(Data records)
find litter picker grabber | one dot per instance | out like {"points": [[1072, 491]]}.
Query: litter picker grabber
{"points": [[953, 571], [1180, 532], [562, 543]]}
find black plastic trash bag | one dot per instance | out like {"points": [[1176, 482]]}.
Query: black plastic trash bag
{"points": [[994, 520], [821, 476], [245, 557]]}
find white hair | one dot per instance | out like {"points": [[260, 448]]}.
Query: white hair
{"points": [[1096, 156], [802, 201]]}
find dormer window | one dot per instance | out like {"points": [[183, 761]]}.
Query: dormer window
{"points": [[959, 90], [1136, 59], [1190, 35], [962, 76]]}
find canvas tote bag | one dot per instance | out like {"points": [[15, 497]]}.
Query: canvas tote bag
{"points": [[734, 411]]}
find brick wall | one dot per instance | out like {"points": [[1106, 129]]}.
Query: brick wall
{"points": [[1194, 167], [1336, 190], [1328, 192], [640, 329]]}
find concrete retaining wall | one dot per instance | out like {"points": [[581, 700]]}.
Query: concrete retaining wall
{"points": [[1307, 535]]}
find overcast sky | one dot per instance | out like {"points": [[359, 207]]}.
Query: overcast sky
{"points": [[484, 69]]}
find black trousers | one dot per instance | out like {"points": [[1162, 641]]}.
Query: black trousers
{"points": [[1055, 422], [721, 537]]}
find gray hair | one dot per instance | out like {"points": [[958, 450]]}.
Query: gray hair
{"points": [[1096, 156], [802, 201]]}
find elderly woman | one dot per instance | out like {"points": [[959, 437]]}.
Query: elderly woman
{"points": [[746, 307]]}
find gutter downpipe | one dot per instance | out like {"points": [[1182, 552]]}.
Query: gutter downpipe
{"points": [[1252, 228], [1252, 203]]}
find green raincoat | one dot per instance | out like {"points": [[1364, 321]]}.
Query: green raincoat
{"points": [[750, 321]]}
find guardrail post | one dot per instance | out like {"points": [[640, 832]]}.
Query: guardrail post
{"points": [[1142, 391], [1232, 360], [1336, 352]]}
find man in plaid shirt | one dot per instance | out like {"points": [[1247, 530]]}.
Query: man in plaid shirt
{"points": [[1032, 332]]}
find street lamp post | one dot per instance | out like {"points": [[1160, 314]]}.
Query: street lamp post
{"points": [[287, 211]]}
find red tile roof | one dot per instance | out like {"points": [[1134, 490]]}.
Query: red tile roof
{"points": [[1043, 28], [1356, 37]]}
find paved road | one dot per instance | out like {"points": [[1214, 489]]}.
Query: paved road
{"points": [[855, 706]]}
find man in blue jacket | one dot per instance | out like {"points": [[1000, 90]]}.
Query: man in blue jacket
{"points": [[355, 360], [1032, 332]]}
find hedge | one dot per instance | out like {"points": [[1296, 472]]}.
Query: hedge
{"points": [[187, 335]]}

## Job:
Copy out the whole listing again, swapping "one dot per instance" for "one point per instance" wherever it occurs and leaving everything else the same.

## Task result:
find litter picker grabber | one point per instance | out like {"points": [[1072, 491]]}.
Query: litter picker grabber
{"points": [[953, 571], [1180, 532], [562, 543]]}
find black plastic trash bag | one point per instance | out like {"points": [[1176, 482]]}.
Query: black plastic trash bag
{"points": [[994, 520], [821, 476], [245, 557]]}
find white hair | one point per instance | out like {"points": [[260, 448]]}.
Query: white hair
{"points": [[1096, 156], [802, 201]]}
find dormer window | one point per instance | out like {"points": [[183, 761]]}.
Query: dormer window
{"points": [[959, 90], [1136, 59], [1190, 35], [962, 76]]}
find canvas tote bag | one point per instance | out like {"points": [[15, 497]]}.
Query: canvas tote bag
{"points": [[734, 411]]}
find brick wall | one point per instance | out like {"points": [[1106, 129]]}.
Query: brick wall
{"points": [[1194, 167], [1336, 190], [1328, 192], [640, 329]]}
find concrete retaining wall | one point per instance | out like {"points": [[581, 700]]}.
Query: concrete retaining wall
{"points": [[1307, 535]]}
find overcast sky | one point per instance | out like {"points": [[359, 207]]}.
Query: overcast sky
{"points": [[484, 69]]}
find black trousers | one point per instance | out like {"points": [[1162, 641]]}.
Query: black trousers
{"points": [[1055, 422], [721, 537]]}
find gray hair | one point per instance | out like {"points": [[958, 450]]}.
Query: gray hair
{"points": [[1096, 156], [802, 201]]}
find elderly woman | one point per instance | out like {"points": [[959, 437]]}.
Query: elderly woman
{"points": [[746, 307]]}
find gutter downpipe | one point per instance | out like {"points": [[1182, 552]]}.
Query: gutter downpipe
{"points": [[1252, 228], [1252, 203]]}
find green raincoat | one point per instance | out like {"points": [[1364, 321]]}.
Query: green raincoat
{"points": [[750, 321]]}
find guardrail post | one point per instance | out like {"points": [[640, 832]]}.
Query: guardrail post
{"points": [[1142, 391], [1232, 360], [1336, 352]]}
find man in plaid shirt | one point per instance | out like {"points": [[1247, 530]]}.
Query: man in plaid shirt
{"points": [[1032, 332]]}
find street lamp post | one point per instance | out like {"points": [[1160, 314]]}.
Query: street lamp post
{"points": [[287, 211]]}
find red tile roof | one point per instance | out like {"points": [[1134, 490]]}.
Query: red tile roof
{"points": [[1043, 28], [1356, 37]]}
find paved road | one point per instance | out like {"points": [[1214, 489]]}.
Query: paved road
{"points": [[855, 706]]}
find man in blue jacket | one point per instance | out like {"points": [[1000, 90]]}.
Query: man in blue jacket
{"points": [[355, 360], [1032, 332]]}
find hedge | one point per instance | out like {"points": [[1296, 472]]}.
Query: hedge
{"points": [[187, 335]]}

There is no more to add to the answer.